Exercise description –
Extend the account of the intergovernmental working group's first session on a binding business and human rights treaty, starting right after its last sentence.

Page –
• • •
The first session of the intergovernmental working group (IGWG) on a legally binding instrument on transnational corporations and other business enterprises ended with both its Ecuadorian Chair and other States reiterating the importance of civil society’s input to the process.

NGO submissions and interventions had enriched the debate in Geneva, with strategic proposals responding to ground-level realities. Nonetheless, more must be done by all States to ensure that their future participation is both easier and safer, as well as to guarantee that the protection of human rights defenders and the creation of an enabling environment for their work is at the core of any binding treaty.

Making human rights defenders central to the process: preparation, participation, protection

The Human Rights Council resolution 26/9 establishing the IGWG rightly recognises the important and legitimate role of civil society actors. Whether communities documenting and denouncing abuses carried out in the name of business; individual victims demanding remedy for violations; or NGOs working to prevent abuses and mitigate their impact when they occur, human rights defenders are the motors for change on the ground and should provide the moral compass for IGWG negotiations.
• • •
Data shown –
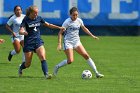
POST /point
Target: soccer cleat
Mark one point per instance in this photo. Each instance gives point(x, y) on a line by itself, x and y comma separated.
point(55, 70)
point(98, 75)
point(20, 71)
point(48, 76)
point(10, 56)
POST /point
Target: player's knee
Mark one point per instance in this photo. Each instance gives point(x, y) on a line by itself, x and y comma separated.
point(70, 61)
point(86, 56)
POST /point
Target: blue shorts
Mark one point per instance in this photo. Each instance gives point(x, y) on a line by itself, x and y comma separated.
point(32, 47)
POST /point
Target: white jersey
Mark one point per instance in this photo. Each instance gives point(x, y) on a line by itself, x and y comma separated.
point(72, 29)
point(15, 22)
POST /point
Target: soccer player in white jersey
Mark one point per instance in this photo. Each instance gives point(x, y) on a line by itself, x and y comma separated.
point(17, 40)
point(1, 41)
point(72, 42)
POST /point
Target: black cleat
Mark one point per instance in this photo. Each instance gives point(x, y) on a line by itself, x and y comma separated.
point(10, 56)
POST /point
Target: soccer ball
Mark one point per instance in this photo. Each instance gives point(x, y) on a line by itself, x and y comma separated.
point(86, 74)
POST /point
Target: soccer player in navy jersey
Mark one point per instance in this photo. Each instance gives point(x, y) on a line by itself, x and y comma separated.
point(72, 41)
point(32, 40)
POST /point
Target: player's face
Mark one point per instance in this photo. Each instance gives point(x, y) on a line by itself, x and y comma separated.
point(18, 11)
point(74, 15)
point(34, 14)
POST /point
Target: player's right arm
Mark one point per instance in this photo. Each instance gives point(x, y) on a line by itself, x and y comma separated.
point(22, 30)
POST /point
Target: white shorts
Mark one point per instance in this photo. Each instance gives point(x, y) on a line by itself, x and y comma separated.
point(19, 38)
point(72, 45)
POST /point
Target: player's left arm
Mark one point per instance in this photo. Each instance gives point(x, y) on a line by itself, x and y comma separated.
point(88, 32)
point(53, 26)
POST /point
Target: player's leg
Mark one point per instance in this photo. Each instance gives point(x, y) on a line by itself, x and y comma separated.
point(1, 41)
point(23, 56)
point(69, 60)
point(81, 50)
point(42, 56)
point(28, 57)
point(16, 50)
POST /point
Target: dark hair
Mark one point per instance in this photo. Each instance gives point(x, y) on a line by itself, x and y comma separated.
point(16, 7)
point(73, 9)
point(30, 9)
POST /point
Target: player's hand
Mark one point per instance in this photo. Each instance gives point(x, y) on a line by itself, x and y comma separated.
point(2, 41)
point(59, 47)
point(25, 33)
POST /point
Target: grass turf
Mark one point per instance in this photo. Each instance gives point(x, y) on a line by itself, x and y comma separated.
point(116, 57)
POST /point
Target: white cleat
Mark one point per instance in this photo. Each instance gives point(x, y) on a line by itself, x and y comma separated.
point(48, 76)
point(98, 75)
point(55, 70)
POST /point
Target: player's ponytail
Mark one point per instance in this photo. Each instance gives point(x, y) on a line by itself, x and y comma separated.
point(73, 9)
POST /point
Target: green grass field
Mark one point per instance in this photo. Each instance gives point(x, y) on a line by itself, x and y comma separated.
point(118, 58)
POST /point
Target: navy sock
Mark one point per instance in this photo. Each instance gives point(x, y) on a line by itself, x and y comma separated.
point(44, 67)
point(22, 66)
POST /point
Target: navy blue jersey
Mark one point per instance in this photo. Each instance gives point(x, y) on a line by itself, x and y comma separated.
point(32, 27)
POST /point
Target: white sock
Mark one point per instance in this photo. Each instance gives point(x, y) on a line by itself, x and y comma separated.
point(62, 63)
point(13, 52)
point(92, 65)
point(23, 57)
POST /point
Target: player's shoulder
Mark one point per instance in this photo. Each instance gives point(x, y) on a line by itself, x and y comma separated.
point(67, 20)
point(12, 17)
point(23, 15)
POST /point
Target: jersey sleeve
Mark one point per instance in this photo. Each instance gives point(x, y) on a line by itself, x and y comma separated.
point(65, 24)
point(81, 22)
point(10, 21)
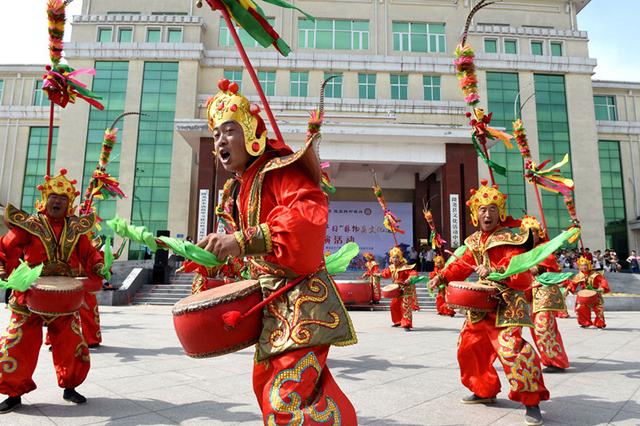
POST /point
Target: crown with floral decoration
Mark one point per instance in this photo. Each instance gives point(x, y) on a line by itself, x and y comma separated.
point(530, 222)
point(486, 195)
point(584, 261)
point(230, 105)
point(58, 185)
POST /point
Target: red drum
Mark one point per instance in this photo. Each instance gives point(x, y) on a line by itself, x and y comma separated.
point(55, 296)
point(391, 291)
point(354, 292)
point(471, 296)
point(198, 322)
point(587, 297)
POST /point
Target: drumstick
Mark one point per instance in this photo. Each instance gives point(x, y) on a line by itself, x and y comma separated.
point(449, 252)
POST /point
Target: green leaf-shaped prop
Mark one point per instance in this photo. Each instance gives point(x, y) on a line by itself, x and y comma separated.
point(22, 277)
point(338, 262)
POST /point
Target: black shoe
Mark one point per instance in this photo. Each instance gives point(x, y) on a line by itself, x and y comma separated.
point(533, 416)
point(475, 399)
point(10, 404)
point(70, 394)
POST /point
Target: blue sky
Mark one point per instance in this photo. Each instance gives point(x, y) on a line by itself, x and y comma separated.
point(610, 24)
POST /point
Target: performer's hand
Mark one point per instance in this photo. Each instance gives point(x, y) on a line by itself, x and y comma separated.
point(482, 271)
point(222, 245)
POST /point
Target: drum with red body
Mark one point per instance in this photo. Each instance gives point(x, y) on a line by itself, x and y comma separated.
point(354, 292)
point(391, 291)
point(471, 296)
point(587, 297)
point(198, 321)
point(55, 295)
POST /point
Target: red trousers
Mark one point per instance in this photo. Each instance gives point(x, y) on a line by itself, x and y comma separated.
point(584, 314)
point(297, 388)
point(479, 346)
point(402, 309)
point(90, 319)
point(20, 346)
point(548, 341)
point(441, 305)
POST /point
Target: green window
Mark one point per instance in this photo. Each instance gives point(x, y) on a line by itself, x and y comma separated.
point(556, 48)
point(105, 35)
point(154, 35)
point(418, 37)
point(333, 89)
point(174, 35)
point(502, 90)
point(110, 82)
point(39, 97)
point(554, 141)
point(299, 84)
point(234, 76)
point(611, 180)
point(399, 86)
point(267, 80)
point(511, 47)
point(605, 108)
point(537, 48)
point(36, 166)
point(335, 34)
point(125, 35)
point(155, 144)
point(367, 86)
point(490, 45)
point(431, 84)
point(225, 39)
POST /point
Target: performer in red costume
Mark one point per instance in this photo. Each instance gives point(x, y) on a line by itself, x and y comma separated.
point(441, 304)
point(373, 273)
point(487, 336)
point(547, 301)
point(401, 307)
point(282, 220)
point(588, 279)
point(58, 239)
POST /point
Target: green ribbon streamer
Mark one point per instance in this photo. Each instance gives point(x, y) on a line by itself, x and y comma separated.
point(108, 259)
point(338, 262)
point(458, 253)
point(525, 261)
point(552, 278)
point(192, 252)
point(22, 277)
point(502, 171)
point(139, 234)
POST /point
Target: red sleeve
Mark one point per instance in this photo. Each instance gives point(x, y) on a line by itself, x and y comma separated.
point(88, 256)
point(298, 221)
point(458, 270)
point(12, 246)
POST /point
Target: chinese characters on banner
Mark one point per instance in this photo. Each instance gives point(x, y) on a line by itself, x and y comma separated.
• • •
Reply –
Ecuador and the OHCHR secretariat made important efforts to facilitate the participation of human rights defenders at the first session, but more must be done to safeguard their contribution.

Firstly, better preparation of the IGWG will allow for broader and stronger civil society input. It is laudable that the Ecuadorian mission in Geneva repeatedly took the time to engage informally with civil society regarding plans for the session. Nonetheless, the fact that the proposed plan of work was circulated just a week before proceedings, with panellists confirmed only at the last minute, made it impossible for grassroots activists to arrange travel to Geneva and for NGOs to adequate submissions and interventions to specific panels. Next time, the draft plan of work should be subject to informal consultations months in advance and circulated well ahead of schedule.

Secondly, civil society participation can be enhanced and institutionalised by maintaining and adding to the good practises seen in July. Resolution 26/9 contemplated no budget for webcasting, something which must be rectified in any future resolutions on the treaty process. However, Ecuador responded to civil society requests and paid for the first session to be streamed, meaning that human rights defenders around the world could follow the debate live, ensuring an audio-visual record of proceedings. This important transparency mechanism must be maintained.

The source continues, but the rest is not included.